Document passage:
•••••

Another cause of mortality is a result of a white fungal pathogen identified as Tolypocladium sp. (Moniliales). This pale-looking fungus preys on the glow-worm pupae, with statistics suggesting that approximately 40% of pupae found in caves can fall victim to it. Preliminary experiments show indication that an increase in temperature of glowworm inhabited caves are a direct cause for the prevalence of the fungus, in contrast to non-tourist caves in the Waitomo district.

During dry periods, which are becoming more common as a result of global climate change, the larvae lower themselves from the walls of Waitomo Caves to search for food, and winter floods tend to wash away and kill them as a result. There are claims from tour guides that the larvae can survive for as long as 11 hours when submerged in water, however this is yet to be confirmed.

In environments where glow-worms are densely populated, cannibalism can also occur, as they may consume one another when resources are scarce. The pupae can last as a food source for the larva for many days. Additionally, many adult glowworms get ensnared in the larval silk threads which are primarily designed for capturing prey.

•••••

Work to complete:
#1 In the passage on glow-worm mortality, rewrite the section starting at "During dry periods, which" and ending at "to be confirmed.", substituting "local guides" for "tour guides".
#2 Determine whether each statement below agrees with the passage on glow-worm mortality. For each, answer yes or no and quote the words of the passage that settle it.
(a) Roughly 40% of pupae found in caves can fall victim to the fungus.
(b) The claim that larvae can survive 11 hours underwater has been confirmed.
(c) Adult glowworms can become caught in the larval silk threads.

•••••

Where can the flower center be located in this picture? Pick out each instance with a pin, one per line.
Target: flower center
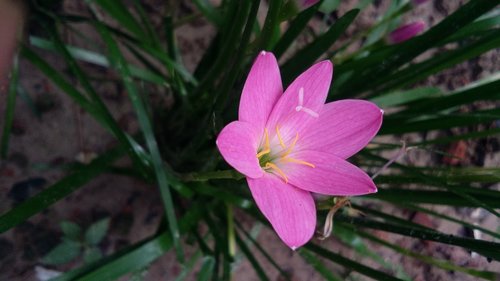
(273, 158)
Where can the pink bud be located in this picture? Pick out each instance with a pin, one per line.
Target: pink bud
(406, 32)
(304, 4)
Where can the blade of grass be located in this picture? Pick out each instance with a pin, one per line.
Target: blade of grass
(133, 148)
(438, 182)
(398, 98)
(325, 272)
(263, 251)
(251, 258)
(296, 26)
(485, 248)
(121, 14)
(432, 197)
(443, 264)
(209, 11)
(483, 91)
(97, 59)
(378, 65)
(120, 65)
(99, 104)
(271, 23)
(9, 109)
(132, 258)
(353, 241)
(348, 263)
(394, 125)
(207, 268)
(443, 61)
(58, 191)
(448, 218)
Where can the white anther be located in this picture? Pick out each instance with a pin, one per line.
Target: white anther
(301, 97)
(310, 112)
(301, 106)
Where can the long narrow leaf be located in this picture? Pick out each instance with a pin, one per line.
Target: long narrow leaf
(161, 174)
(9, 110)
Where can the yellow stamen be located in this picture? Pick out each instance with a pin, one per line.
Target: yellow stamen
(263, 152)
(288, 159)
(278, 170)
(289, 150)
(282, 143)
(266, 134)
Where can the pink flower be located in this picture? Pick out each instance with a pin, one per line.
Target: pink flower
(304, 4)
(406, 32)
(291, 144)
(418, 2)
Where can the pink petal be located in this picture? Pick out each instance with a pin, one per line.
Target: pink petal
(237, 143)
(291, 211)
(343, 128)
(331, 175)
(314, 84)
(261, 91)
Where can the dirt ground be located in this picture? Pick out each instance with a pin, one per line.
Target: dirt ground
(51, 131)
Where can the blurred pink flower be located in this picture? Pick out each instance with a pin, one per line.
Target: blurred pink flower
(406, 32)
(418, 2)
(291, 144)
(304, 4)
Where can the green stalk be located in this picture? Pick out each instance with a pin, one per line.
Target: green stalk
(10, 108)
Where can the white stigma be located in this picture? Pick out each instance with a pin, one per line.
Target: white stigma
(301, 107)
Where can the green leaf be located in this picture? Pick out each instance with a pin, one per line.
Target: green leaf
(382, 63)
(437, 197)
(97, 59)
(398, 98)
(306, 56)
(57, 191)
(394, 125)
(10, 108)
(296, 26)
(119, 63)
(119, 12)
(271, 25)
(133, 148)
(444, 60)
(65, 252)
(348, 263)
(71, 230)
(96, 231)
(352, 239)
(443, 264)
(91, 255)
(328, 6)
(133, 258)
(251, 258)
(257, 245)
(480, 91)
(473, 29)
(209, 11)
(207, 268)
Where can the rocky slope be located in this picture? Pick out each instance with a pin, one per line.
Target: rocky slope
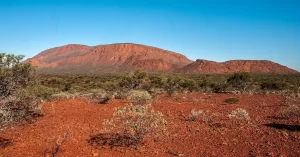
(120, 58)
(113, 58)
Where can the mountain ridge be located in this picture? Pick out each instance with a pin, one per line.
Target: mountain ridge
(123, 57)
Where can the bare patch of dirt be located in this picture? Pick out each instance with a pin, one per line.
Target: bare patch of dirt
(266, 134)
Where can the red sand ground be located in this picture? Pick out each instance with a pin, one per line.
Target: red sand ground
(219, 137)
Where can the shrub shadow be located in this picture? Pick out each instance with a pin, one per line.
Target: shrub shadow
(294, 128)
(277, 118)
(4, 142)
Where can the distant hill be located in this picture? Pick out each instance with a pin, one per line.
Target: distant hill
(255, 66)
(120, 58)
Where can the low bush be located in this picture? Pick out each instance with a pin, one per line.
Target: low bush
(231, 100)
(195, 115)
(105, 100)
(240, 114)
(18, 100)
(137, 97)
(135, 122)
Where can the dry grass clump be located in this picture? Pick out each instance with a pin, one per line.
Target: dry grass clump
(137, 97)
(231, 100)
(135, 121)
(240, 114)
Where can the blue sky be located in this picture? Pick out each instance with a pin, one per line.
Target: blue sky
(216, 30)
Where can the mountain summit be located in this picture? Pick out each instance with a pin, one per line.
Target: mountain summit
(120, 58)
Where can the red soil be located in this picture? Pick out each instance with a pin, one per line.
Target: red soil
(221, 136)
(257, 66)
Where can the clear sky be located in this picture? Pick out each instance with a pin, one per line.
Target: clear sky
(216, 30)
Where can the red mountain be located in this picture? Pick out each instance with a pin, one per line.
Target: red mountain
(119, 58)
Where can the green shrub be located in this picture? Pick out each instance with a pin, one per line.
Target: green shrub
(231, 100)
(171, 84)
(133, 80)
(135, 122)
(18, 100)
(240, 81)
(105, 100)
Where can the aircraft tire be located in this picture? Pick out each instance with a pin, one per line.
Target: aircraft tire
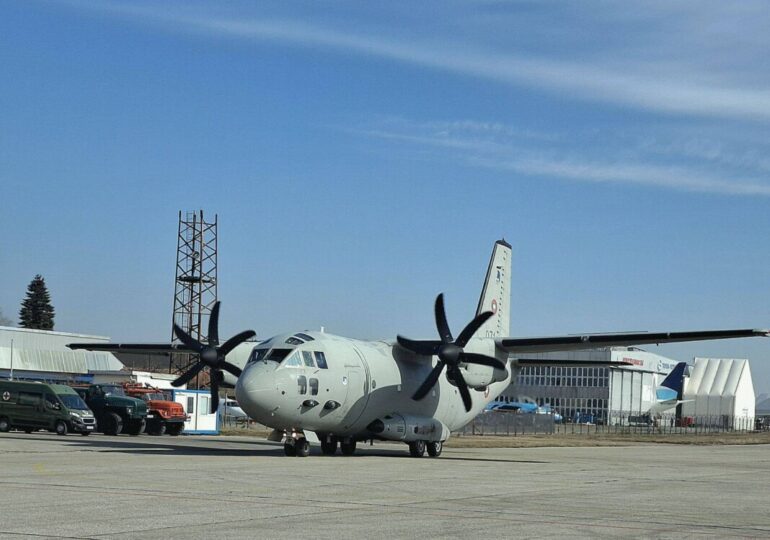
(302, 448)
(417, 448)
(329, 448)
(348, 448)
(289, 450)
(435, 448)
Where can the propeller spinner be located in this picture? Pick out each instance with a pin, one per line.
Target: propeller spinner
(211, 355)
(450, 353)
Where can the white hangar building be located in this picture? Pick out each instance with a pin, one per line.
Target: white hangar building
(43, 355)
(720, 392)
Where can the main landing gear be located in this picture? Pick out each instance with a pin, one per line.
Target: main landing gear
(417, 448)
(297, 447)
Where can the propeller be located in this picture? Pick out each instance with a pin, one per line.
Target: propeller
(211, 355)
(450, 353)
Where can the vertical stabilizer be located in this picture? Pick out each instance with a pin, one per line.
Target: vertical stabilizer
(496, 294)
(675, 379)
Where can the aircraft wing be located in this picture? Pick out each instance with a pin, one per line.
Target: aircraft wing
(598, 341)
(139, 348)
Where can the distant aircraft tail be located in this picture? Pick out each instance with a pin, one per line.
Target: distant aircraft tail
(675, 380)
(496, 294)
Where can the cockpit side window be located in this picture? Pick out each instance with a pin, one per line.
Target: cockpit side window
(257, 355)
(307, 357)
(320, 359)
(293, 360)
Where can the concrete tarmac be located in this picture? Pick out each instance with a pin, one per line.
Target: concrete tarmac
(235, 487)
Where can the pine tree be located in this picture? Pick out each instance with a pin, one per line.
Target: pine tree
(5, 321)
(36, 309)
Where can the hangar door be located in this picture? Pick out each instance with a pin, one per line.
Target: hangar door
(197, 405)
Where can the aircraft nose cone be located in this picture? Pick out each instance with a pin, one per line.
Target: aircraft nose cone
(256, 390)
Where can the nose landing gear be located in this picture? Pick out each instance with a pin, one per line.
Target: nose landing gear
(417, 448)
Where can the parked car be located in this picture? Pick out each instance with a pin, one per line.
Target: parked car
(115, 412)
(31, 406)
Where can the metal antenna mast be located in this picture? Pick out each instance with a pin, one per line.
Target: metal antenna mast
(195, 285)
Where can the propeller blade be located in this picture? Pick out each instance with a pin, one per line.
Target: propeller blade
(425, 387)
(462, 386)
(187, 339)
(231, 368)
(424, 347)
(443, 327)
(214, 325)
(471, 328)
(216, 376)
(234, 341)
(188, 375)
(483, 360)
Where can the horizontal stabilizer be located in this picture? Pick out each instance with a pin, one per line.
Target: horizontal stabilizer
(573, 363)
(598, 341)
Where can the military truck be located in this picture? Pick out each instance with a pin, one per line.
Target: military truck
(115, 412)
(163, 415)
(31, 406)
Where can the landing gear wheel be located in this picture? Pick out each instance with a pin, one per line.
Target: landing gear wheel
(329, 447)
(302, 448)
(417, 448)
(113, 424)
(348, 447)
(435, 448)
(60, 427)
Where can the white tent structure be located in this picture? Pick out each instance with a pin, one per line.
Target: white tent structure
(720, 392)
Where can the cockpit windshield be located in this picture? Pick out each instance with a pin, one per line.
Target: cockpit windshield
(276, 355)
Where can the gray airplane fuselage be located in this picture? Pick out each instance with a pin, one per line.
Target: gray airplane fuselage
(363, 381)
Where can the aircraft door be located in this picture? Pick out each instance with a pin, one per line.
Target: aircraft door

•••••

Expected responses:
#1
During dry periods, which are becoming more common as a result of global climate change, the larvae lower themselves from the walls of Waitomo Caves to search for food, and winter floods tend to wash away and kill them as a result. There are claims from local guides that the larvae can survive for as long as 11 hours when submerged in water, however this is yet to be confirmed.

#2
(a) Yes: "approximately 40% of pupae found in caves can fall victim to it"
(b) No: "however this is yet to be confirmed"
(c) Yes: "many adult glowworms get ensnared in the larval silk threads"